◆ **Excerpt**
────────────────────

= Clausius–Mossotti relation =

Equation for a material's dielectric constant given its atomic polarizability

In electromagnetism, the Clausius–Mossotti relation, named for O. F. Mossotti and Rudolf Clausius, expresses the dielectric constant (relative permittivity ε_{r}) of a material in terms of the atomic polarizability α of the material's constituent atoms and/or molecules, or a homogeneous mixture thereof. It is equivalent to the , which relates the refractive index (rather than the dielectric constant) of a substance to its polarizability. It may be expressed in SI units as
$$\frac{\varepsilon_\text{r} - 1}{\varepsilon_\text{r} + 2} = \frac{N \alpha}{3\varepsilon_0},$$
where
 $\varepsilon_\text{r} = \varepsilon/\varepsilon_0$ is the dielectric constant of the material, which for non-magnetic materials is equal to n^{2}, where n is the refractive index;
 ε_{0} is the permittivity of free space;
 N is the number density of the molecules (m^{−3});
 α is the molecular polarizability (C·m^{2}/V).

In the case that the material consists of a mixture of two or more species, the right side of the above equation would consist of the sum of the molecular polarizability contribution from each species, indexed by i in the following form:
$$\frac{\varepsilon_\text{r} - 1}{\varepsilon_\text{r} + 2} = \sum_i \frac{N_i \alpha_i}{3\varepsilon_0}.$$

In the CGS system of units the Clausius–Mossotti relation is typically rewritten to show the molecular polarizability volume $\alpha' = \frac{\alpha}{4\pi\varepsilon_0},$ which has units of volume (cm^{3}). Confusion may arise from the practice of using the shorter name "molecular polarizability" for both $\alpha$ and $\alpha'$ within literature intended for the respective unit system.

The Clausius–Mossotti relation assumes only an induced dipole relevant to its polarizability and is thus inapplicable for substances with a significant permanent dipole. It is applicable to gases such as N2, CO2, CH4 and H2 at sufficiently low densities and pressures. For example, the Clausius–Mossotti relation is accurate for N_{2} gas up to 1000 atm between 25 °C and 125 °C. Moreover, the Clausius–Mossotti relation may be applicable to substances if the applied electric field is at a sufficiently high frequencies such that any permanent dipole modes are inactive.

────────────────────

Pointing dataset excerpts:
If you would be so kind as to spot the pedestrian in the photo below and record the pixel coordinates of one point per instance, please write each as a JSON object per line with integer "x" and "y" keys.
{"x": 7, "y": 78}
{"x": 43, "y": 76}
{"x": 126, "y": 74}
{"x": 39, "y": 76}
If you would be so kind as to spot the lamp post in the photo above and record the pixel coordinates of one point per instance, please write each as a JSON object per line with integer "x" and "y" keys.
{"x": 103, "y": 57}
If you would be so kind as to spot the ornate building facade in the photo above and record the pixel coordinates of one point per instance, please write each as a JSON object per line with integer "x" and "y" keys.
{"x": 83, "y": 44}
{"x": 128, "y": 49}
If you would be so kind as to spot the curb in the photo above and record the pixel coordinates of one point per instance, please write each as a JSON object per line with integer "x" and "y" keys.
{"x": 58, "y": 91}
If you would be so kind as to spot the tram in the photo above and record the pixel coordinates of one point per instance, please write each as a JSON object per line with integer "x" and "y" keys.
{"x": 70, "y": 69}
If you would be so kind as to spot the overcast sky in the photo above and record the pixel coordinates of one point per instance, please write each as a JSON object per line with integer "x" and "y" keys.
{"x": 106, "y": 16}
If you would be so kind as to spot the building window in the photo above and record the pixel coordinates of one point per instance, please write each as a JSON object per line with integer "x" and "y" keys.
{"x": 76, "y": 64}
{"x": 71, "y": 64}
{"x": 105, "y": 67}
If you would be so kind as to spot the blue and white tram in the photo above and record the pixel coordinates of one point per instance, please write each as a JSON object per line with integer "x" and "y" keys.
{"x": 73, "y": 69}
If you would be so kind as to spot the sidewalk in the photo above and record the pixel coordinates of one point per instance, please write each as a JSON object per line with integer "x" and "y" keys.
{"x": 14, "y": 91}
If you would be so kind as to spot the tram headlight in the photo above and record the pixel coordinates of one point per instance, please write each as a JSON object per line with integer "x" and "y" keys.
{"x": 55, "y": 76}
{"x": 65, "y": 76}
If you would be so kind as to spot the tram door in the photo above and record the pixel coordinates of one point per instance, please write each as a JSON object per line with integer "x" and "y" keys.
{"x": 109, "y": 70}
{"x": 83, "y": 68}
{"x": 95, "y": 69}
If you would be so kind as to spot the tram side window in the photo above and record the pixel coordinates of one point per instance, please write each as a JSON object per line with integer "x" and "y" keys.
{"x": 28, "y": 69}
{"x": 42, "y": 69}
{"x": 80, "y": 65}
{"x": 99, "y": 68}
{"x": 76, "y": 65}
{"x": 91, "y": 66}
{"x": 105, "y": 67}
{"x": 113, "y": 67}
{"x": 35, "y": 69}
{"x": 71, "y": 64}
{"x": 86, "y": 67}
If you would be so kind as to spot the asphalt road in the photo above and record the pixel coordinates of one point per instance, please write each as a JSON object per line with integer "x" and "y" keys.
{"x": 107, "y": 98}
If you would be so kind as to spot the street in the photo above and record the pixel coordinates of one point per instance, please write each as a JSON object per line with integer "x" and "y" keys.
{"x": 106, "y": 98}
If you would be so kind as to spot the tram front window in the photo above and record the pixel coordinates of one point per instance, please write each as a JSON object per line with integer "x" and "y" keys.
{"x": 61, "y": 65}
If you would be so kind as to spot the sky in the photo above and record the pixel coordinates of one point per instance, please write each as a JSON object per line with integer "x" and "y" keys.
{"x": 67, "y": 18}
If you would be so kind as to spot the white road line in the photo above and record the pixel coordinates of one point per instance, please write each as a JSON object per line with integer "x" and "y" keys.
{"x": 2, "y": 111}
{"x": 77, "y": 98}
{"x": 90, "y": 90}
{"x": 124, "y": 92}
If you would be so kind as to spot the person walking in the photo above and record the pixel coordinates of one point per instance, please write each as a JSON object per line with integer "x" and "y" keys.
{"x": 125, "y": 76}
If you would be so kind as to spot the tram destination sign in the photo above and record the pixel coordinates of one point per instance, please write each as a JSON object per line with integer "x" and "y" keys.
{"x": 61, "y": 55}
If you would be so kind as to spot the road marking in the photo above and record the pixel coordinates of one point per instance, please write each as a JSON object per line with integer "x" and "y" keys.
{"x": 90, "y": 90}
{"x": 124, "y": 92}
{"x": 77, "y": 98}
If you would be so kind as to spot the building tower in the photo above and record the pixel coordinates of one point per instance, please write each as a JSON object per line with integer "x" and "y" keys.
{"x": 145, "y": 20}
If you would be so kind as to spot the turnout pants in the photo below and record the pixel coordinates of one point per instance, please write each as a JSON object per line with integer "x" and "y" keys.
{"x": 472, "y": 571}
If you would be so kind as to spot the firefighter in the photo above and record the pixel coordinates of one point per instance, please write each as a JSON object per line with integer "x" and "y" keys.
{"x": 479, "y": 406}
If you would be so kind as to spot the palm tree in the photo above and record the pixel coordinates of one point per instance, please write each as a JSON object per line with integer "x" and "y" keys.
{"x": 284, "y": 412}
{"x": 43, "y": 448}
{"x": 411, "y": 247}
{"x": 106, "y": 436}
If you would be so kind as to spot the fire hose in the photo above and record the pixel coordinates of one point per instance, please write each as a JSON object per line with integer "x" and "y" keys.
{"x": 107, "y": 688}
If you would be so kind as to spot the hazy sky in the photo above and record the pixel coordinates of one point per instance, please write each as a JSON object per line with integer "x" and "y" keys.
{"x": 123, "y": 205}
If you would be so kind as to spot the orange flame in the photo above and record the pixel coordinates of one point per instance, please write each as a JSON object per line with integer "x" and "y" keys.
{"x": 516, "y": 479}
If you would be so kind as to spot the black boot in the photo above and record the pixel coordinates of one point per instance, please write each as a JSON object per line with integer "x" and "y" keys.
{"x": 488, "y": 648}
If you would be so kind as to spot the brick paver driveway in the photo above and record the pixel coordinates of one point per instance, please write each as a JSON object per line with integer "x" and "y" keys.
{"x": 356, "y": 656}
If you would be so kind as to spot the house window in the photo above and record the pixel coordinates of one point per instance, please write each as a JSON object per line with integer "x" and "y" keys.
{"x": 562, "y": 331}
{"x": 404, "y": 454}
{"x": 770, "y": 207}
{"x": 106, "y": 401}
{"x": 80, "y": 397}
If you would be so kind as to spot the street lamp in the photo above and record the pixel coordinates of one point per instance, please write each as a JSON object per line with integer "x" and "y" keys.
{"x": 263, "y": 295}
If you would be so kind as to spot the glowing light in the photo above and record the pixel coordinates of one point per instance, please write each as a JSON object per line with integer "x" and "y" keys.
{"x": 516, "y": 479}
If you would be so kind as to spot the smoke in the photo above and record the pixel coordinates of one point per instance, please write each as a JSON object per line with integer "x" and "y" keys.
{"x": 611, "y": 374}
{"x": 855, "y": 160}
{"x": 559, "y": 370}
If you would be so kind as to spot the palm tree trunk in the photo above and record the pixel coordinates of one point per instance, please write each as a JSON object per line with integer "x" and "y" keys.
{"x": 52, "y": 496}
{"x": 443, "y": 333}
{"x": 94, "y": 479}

────────────────────

◆ **Written tasks**
[1] Translate this sentence from the text on the Clausius–Mossotti relation into Spanish: "The Clausius–Mossotti relation assumes only an induced dipole relevant to its polarizability and is thus inapplicable for substances with a significant permanent dipole."
[2] From the text on the Clausius–Mossotti relation, extract word for word the passage that opens with the words containing "In the case" and closes with "respective unit system.".

◆ **Worked solutions**
[1] La relación de Clausius–Mossotti supone únicamente un dipolo inducido relacionado con su polarizabilidad y, por lo tanto, no es aplicable a sustancias con un dipolo permanente significativo.

[2]
In the case that the material consists of a mixture of two or more species, the right side of the above equation would consist of the sum of the molecular polarizability contribution from each species, indexed by i in the following form:
$$\frac{\varepsilon_\text{r} - 1}{\varepsilon_\text{r} + 2} = \sum_i \frac{N_i \alpha_i}{3\varepsilon_0}.$$

In the CGS system of units the Clausius–Mossotti relation is typically rewritten to show the molecular polarizability volume $\alpha' = \frac{\alpha}{4\pi\varepsilon_0},$ which has units of volume (cm^{3}). Confusion may arise from the practice of using the shorter name "molecular polarizability" for both $\alpha$ and $\alpha'$ within literature intended for the respective unit system.